§ Fragmento del documento:
++++++
Prólogo a "El Móstoles medieval: siglos XI-XV"
Reproduzco a continuación el prólogo que he escrito para el libro de David Martín del Hoyo "El Móstoles medieval, siglos XI-XV", recientemente publicado.
En este libro, David Martín nos
ofrece el resultado de muchísimas horas de investigación, de un arduo trabajo
en archivos a la busca de manuscritos de difícil lectura y árido contenido,
documentos sobre muchos de los cuales quizá nadie ha posado la vista durante
siglos y que hasta ahora han permanecido como testigos mudos del pasado. Pero
eso es solo una parte de la labor. Un testigo aporta muy poco a quien no sabe
interrogarlo. Para sacarle partido, es preciso tener una idea de lo que se le
debe preguntar, saber distinguir en las respuestas lo esencial de lo accesorio,
valorarlas críticamente, contextualizarlas en el tiempo y en el espacio, e
insertarlas en un marco interpretativo. Son destrezas inherentes al oficio de
historiador. Es mucho, pero no es suficiente. Hay que trasladar lo hallado al
resto de los investigadores y al público en general. Organizarlo y exponerlo de
tal manera que nos resulte accesible a quienes no hemos participado en la
investigación. Lo que tienen en la mano es una obra extensa sobre un período
que apenas había atraído la atención de los pocos que se han ocupado del pasado
de nuestra ciudad, pero es tan solo un eslabón en un proyecto muy ambicioso al
que David Martín se ha entregado con sabiduría, pasión y tenacidad: una
historia de Móstoles tan exhaustiva como la documentación lo permita.
++++++
§ Conjunto de registros:
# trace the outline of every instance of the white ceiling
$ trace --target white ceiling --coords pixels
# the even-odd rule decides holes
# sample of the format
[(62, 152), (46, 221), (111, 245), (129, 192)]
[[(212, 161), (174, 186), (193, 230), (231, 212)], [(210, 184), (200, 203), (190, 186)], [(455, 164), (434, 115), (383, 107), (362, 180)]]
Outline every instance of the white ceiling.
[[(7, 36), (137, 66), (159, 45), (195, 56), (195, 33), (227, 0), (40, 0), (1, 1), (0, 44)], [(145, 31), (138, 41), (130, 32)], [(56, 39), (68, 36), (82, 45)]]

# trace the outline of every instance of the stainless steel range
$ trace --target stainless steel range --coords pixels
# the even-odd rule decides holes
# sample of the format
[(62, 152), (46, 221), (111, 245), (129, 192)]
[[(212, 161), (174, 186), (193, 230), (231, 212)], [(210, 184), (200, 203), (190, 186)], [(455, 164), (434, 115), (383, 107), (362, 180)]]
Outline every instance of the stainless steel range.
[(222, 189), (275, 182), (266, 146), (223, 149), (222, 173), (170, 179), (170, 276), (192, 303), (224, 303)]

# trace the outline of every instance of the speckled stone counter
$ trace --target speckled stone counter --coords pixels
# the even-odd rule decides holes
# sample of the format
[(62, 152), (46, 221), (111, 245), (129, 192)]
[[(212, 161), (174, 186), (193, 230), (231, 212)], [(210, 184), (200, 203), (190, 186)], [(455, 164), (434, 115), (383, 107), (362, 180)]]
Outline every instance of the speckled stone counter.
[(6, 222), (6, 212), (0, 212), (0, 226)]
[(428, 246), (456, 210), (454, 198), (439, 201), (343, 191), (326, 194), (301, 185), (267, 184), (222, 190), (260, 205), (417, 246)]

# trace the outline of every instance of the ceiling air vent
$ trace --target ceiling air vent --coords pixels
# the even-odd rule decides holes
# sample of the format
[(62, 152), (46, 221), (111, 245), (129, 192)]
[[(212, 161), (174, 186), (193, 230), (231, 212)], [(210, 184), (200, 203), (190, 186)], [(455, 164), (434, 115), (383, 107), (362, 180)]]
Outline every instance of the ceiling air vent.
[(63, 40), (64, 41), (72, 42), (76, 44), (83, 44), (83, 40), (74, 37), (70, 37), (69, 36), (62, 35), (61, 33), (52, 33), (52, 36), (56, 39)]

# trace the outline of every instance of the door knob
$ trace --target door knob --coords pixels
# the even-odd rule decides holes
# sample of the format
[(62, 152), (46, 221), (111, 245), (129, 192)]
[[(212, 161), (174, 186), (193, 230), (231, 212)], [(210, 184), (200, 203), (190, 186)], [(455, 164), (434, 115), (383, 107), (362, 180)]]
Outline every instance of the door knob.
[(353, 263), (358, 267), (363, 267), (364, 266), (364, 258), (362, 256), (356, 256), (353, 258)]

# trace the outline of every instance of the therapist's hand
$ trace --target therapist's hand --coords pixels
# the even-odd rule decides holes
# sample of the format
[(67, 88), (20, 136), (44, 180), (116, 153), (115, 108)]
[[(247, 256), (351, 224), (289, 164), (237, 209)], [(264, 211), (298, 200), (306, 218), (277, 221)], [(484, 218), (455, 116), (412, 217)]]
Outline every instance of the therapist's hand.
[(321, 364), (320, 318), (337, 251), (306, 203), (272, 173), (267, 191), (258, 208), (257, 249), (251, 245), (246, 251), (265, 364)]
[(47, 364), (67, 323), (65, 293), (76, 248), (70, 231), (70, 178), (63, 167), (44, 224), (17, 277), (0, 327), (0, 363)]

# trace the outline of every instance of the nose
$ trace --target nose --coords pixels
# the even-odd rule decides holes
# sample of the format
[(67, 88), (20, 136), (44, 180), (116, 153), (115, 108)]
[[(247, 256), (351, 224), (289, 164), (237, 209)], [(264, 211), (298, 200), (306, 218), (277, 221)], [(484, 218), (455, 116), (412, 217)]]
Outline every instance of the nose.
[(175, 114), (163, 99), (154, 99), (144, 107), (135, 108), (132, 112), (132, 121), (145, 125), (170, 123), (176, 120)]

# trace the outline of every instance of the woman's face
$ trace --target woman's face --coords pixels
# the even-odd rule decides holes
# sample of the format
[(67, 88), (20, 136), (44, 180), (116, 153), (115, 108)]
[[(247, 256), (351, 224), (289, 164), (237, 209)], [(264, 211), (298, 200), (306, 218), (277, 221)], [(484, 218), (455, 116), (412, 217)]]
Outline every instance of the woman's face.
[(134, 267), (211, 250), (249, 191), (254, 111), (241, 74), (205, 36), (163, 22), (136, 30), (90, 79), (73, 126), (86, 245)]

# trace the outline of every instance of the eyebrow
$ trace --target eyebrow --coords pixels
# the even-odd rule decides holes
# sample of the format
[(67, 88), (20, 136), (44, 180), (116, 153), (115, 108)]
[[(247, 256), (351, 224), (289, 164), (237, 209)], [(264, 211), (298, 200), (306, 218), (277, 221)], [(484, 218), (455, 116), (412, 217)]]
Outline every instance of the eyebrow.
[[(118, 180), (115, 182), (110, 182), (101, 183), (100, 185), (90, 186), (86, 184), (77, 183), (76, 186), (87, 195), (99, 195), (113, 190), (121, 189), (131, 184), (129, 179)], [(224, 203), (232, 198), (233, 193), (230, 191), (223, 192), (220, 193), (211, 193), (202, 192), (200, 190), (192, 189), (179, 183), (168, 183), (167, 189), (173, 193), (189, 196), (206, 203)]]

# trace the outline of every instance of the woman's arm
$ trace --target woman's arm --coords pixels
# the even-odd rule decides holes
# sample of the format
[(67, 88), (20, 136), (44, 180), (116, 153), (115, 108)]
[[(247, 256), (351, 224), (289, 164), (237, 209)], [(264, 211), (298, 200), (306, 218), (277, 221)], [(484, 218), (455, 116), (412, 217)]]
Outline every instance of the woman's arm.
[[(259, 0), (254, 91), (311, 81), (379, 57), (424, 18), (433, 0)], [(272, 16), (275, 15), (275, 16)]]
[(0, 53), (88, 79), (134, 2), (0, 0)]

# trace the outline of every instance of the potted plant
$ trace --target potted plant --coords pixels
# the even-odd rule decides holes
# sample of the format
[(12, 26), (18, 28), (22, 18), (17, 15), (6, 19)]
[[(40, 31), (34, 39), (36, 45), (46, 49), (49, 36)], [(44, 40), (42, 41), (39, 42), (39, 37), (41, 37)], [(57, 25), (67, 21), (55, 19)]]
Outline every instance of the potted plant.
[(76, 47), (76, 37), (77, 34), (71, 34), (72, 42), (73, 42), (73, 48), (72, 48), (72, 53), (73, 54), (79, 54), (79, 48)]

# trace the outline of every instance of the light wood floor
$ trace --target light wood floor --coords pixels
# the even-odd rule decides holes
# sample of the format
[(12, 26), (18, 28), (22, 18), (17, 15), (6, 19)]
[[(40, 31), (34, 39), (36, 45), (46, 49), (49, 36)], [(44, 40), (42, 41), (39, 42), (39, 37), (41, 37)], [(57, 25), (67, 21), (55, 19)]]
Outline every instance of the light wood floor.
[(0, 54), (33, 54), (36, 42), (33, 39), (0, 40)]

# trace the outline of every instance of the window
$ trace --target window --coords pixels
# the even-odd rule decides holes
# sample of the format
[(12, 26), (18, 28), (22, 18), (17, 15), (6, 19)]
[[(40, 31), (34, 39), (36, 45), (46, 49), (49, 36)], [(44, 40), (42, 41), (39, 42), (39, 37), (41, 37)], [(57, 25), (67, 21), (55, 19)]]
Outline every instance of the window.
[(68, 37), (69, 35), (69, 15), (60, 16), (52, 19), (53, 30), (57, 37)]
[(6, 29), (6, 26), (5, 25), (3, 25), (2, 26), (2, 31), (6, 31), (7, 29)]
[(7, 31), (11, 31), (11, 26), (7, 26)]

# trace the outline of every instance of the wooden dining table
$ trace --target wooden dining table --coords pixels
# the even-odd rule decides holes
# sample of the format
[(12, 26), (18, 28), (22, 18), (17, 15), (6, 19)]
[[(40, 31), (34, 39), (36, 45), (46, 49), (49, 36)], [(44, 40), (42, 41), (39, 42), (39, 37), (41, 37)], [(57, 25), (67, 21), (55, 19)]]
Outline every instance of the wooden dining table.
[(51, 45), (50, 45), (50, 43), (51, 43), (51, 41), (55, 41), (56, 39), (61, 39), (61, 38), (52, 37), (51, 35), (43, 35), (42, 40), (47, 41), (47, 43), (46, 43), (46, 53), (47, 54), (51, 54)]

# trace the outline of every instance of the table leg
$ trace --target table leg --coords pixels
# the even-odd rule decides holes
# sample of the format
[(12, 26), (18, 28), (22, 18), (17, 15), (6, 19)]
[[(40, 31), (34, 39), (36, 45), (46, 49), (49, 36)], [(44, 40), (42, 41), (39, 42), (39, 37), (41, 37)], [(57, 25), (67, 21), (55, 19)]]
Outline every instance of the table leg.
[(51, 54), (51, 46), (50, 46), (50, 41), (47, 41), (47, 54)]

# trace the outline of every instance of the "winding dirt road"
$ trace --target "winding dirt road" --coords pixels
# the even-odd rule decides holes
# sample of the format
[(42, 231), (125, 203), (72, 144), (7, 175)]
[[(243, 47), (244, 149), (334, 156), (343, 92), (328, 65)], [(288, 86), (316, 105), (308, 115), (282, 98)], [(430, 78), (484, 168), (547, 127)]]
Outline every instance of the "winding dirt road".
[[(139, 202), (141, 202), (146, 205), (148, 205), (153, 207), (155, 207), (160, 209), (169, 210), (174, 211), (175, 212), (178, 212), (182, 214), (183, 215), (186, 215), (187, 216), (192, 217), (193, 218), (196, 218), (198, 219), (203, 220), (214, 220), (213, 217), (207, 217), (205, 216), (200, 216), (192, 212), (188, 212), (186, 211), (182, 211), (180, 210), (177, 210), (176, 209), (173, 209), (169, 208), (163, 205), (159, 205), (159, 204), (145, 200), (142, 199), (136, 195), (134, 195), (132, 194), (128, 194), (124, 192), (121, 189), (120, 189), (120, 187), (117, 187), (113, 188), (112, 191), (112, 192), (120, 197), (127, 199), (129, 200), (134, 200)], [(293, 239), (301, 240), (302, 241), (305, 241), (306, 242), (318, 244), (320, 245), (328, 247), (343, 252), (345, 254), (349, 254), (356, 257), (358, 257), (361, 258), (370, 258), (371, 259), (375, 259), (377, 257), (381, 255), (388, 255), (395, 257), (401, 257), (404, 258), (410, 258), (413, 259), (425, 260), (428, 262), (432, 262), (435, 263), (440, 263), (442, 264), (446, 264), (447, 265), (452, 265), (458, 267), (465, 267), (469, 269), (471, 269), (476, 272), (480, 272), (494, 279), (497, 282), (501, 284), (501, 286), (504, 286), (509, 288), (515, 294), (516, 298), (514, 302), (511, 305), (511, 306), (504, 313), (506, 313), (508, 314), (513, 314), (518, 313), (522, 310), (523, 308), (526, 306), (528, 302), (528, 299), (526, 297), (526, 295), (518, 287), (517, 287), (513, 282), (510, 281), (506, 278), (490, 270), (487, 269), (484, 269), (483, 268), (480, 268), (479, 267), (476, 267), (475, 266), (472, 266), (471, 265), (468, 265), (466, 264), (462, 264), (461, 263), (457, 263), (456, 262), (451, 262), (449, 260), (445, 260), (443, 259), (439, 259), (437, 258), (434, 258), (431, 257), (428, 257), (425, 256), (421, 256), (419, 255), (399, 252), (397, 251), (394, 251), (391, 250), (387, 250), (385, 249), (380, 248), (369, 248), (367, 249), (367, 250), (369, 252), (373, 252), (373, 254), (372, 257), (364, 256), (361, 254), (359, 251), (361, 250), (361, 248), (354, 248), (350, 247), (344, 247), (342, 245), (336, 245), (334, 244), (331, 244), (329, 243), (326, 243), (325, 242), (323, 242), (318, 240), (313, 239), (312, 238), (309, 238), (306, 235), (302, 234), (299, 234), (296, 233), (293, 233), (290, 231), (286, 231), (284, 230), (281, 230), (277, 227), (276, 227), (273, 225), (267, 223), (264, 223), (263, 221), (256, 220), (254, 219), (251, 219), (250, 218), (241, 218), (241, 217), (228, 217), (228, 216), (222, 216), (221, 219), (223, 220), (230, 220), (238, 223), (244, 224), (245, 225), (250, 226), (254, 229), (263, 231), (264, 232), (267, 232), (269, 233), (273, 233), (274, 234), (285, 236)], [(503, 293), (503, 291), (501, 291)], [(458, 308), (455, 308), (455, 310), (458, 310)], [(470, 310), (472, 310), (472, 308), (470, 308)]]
++++++
§ Qué se pide:
(A) Según el prólogo, ¿por qué buscar y leer los manuscritos en los archivos es solo una parte de la labor del historiador?
(B) En los registros, reescala las líneas que empiezan en la que contiene "# trace the outline of every instance of the potted" y siguen hasta la que contiene "[(0, 54), (33, 54), (36, 42), (33, 39), (0, 40)]", ambas incluidas. Cópialas todas, sin omitir ninguna, y multiplica por 2,1 solo las coordenadas de las respuestas, redondeando a enteros con los medios hacia arriba. Devuelve únicamente esas líneas.

§ Resultados por tarea:
(A) Porque un testigo aporta muy poco a quien no sabe interrogarlo. Para sacar partido de los documentos hay que saber qué preguntarles, distinguir en las respuestas lo esencial de lo accesorio, valorarlas críticamente, contextualizarlas en el tiempo y en el espacio e insertarlas en un marco interpretativo. Además, lo hallado debe trasladarse a los demás investigadores y al público de forma accesible.

(B)
# trace the outline of every instance of the potted plant
$ trace --target potted plant --coords pixels
# the even-odd rule decides holes
# sample of the format
[(12, 26), (18, 28), (22, 18), (17, 15), (6, 19)]
[[(40, 31), (34, 39), (36, 45), (46, 49), (49, 36)], [(44, 40), (42, 41), (39, 42), (39, 37), (41, 37)], [(57, 25), (67, 21), (55, 19)]]
Outline every instance of the potted plant.
[(160, 99), (160, 78), (162, 71), (149, 71), (151, 88), (153, 88), (153, 101), (151, 101), (151, 111), (153, 113), (166, 113), (166, 101)]

# trace the outline of every instance of the light wood floor
$ trace --target light wood floor --coords pixels
# the even-odd rule decides holes
# sample of the format
[(12, 26), (18, 28), (22, 18), (17, 15), (6, 19)]
[[(40, 31), (34, 39), (36, 45), (46, 49), (49, 36)], [(44, 40), (42, 41), (39, 42), (39, 37), (41, 37)], [(57, 25), (67, 21), (55, 19)]]
Outline every instance of the light wood floor.
[(0, 113), (69, 113), (76, 88), (69, 82), (0, 84)]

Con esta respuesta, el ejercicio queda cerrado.